DATA →
....

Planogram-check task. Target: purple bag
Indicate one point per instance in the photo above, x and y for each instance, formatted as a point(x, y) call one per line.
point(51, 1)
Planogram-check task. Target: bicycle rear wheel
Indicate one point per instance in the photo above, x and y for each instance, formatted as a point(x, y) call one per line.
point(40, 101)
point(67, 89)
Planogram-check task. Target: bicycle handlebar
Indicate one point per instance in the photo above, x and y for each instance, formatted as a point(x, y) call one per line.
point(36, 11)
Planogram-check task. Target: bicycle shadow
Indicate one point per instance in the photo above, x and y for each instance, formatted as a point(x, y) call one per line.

....

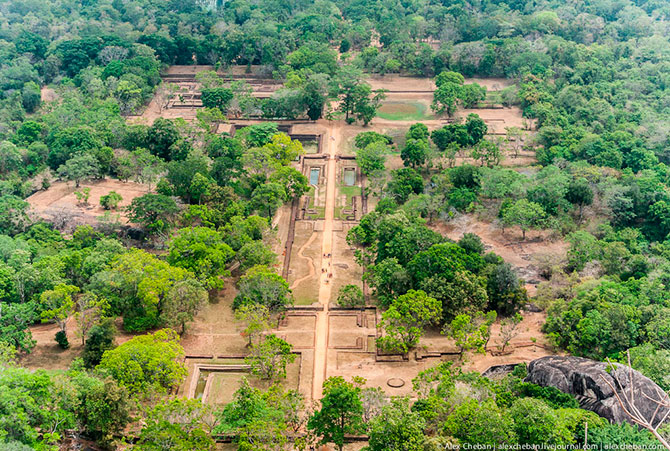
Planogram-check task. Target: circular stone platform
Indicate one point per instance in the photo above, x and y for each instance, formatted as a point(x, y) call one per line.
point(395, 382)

....

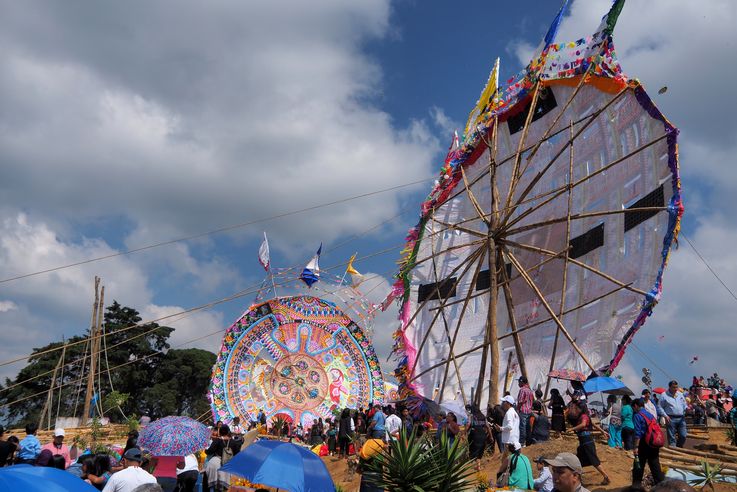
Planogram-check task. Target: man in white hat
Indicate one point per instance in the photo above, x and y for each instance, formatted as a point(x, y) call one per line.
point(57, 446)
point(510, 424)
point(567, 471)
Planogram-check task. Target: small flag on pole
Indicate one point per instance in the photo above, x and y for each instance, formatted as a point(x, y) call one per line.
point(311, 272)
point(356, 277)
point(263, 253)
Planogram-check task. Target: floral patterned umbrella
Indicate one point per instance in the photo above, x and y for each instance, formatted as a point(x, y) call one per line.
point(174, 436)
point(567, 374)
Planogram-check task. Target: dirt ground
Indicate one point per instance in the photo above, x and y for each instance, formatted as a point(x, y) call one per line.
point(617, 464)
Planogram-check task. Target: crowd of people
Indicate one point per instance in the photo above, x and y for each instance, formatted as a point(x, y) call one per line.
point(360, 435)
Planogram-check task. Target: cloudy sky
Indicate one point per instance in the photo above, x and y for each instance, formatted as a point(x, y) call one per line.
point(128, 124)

....

DIRECTION → Rewrite the listing from the line with "Planogram-check task. Target: bicycle handlebar" to the line with "point(36, 11)", both included, adding 94 to every coordinate in the answers.

OUTPUT FOR THIS EXERCISE →
Planogram-check task. Target: bicycle handlebar
Indicate one point per instance in the photo above, x and y for each instance, formatted as a point(x, y) call one per line.
point(130, 105)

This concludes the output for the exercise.